-- begin Input rows --

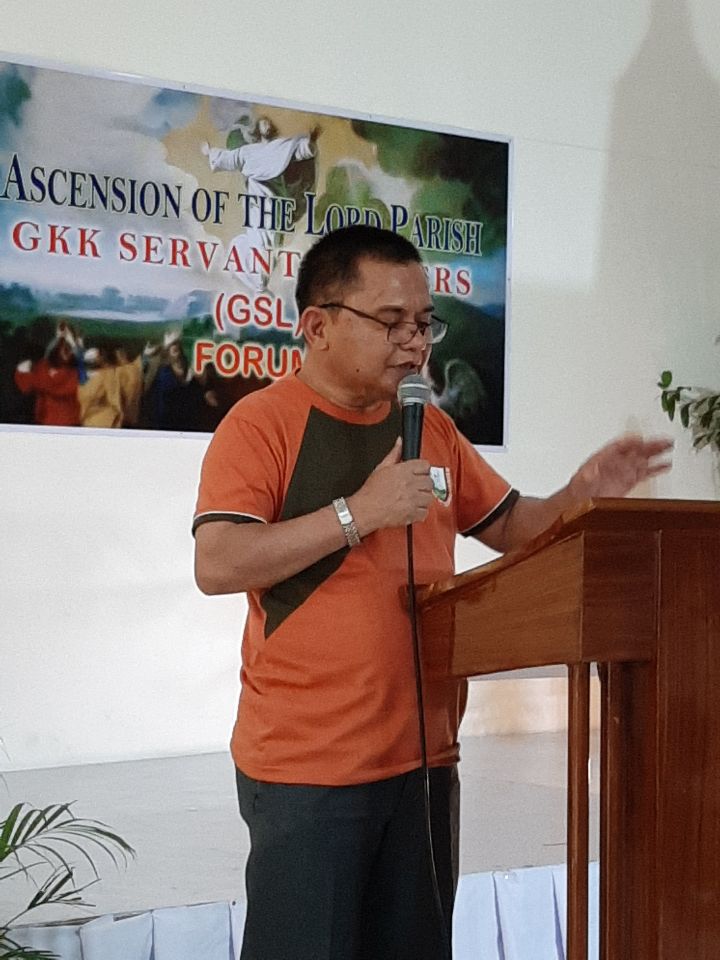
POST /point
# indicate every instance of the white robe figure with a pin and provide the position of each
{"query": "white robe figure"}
(258, 163)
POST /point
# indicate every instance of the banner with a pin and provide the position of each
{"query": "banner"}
(150, 239)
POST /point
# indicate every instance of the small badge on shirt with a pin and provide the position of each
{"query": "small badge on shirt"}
(440, 477)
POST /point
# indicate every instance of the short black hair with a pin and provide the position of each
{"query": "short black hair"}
(331, 264)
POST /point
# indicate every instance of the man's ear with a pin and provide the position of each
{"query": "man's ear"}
(314, 324)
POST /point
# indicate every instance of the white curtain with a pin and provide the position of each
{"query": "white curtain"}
(508, 915)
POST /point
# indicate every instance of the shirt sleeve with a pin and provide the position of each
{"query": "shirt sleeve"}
(482, 495)
(242, 474)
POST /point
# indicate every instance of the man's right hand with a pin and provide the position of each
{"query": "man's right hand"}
(395, 494)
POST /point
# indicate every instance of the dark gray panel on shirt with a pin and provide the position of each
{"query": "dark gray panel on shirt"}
(334, 460)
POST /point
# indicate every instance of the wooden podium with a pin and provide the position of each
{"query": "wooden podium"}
(634, 586)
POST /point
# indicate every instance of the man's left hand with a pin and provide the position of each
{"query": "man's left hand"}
(618, 467)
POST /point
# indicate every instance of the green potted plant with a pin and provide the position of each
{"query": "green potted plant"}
(44, 845)
(698, 408)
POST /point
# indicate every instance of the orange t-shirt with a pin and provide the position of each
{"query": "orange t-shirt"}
(328, 690)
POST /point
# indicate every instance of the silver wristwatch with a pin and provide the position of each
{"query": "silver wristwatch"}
(346, 522)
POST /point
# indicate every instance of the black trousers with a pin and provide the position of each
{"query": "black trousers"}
(342, 873)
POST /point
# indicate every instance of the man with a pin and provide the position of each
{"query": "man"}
(303, 500)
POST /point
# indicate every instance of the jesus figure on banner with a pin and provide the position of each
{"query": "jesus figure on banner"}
(260, 162)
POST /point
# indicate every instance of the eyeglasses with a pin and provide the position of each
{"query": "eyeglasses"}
(399, 332)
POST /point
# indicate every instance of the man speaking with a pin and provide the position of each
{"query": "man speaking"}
(303, 503)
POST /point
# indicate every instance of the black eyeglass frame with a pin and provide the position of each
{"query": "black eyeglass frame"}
(424, 329)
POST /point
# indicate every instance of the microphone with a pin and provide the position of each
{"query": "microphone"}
(413, 394)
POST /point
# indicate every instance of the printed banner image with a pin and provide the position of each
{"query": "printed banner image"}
(150, 240)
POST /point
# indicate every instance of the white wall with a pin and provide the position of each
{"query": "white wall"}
(614, 108)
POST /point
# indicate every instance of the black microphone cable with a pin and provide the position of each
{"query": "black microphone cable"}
(412, 610)
(413, 394)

-- end Input rows --

Goal: Pictures in the records above should not be copied. Repeat everything else exactly.

Reply to the task:
POST /point
# indicate every instance of the white robe figure with a pin and provide the position of each
{"query": "white robe figure"}
(258, 163)
POST /point
# indicate every instance of the banner with a pin and provide the position of each
{"query": "banner"}
(150, 239)
POST /point
# indicate every instance of the small badge on shirt with a pin and provide the position of each
{"query": "small badge on shirt"}
(440, 477)
POST /point
# indicate every instance of the short black hair with a pin and provide the position of each
{"query": "short black hair"}
(331, 264)
POST /point
# indicate every instance of the man's ear with a pin and provide the position of each
{"query": "man's ear"}
(314, 324)
POST /point
# indicate every instance of the white curtain with a pin and provide the position of each
{"query": "white curtain"}
(508, 915)
POST /point
# indicate every instance of the shirt sleeve with a pin and provide the position of each
{"query": "shirt sleeve"}
(482, 495)
(242, 474)
POST /point
# indicate every instance of the man's right hand with a pin and provide the position of each
{"query": "man's right hand"}
(395, 494)
POST /point
# indicate every instance of the dark gray panel on shirt with a pin and provide the position of each
{"query": "dark gray panel on shirt"}
(334, 460)
POST /point
# indicate every instance of the wooden podium with a pin and provide the position of each
{"query": "wooden podium"}
(634, 586)
POST /point
# indicate every instance of the man's left hand with a pin and provide the position of each
{"query": "man's left hand"}
(618, 467)
POST /point
# indicate every instance of the green potted plant with a pin and provide the position of each
{"query": "green potted plant"}
(44, 845)
(698, 408)
POST /point
# indicate every instance of the orange t-shirt with a pin and provide the position of each
{"query": "orange t-shirt"}
(328, 690)
POST /point
# indicate every instance of the silver wristwatch with a pin and provide the position of each
{"query": "silver wristwatch"}
(346, 522)
POST /point
# indicate every instance of the black trousers with a pin and provide the position of each
{"query": "black trousers"}
(342, 873)
POST /point
# indicate every instance of the man with a pin and provide the position of each
{"query": "man"}
(303, 500)
POST /point
# indicate every instance of the jesus figure on banner with a pin and provide the position of each
{"query": "jesus figure on banner"}
(260, 162)
POST /point
# indicate every instance of the eyeglasses with a pin and provide the position of each
{"query": "eyeglasses"}
(399, 332)
POST /point
# indicate every instance of the man speaking with a pin and provide the position of each
{"query": "man speaking"}
(303, 503)
POST /point
# indicate every instance of the black eyeglass frame with a pin and provide the position of each
{"query": "black eyeglass frame"}
(424, 329)
POST /point
# indicate every instance of the microphone with a pin and provide the position of each
{"query": "microphone"}
(413, 394)
POST /point
# indicate every instance of the printed banner image with a pin and provide the position of each
{"query": "printed banner image"}
(150, 240)
POST /point
# indicate every instance of the white wall with a pin and provide the position of each
{"query": "white wall"}
(614, 108)
POST /point
# indicate every instance of the black microphone cable with a pin and provide the position of each
{"query": "black microphone cable"}
(412, 610)
(413, 394)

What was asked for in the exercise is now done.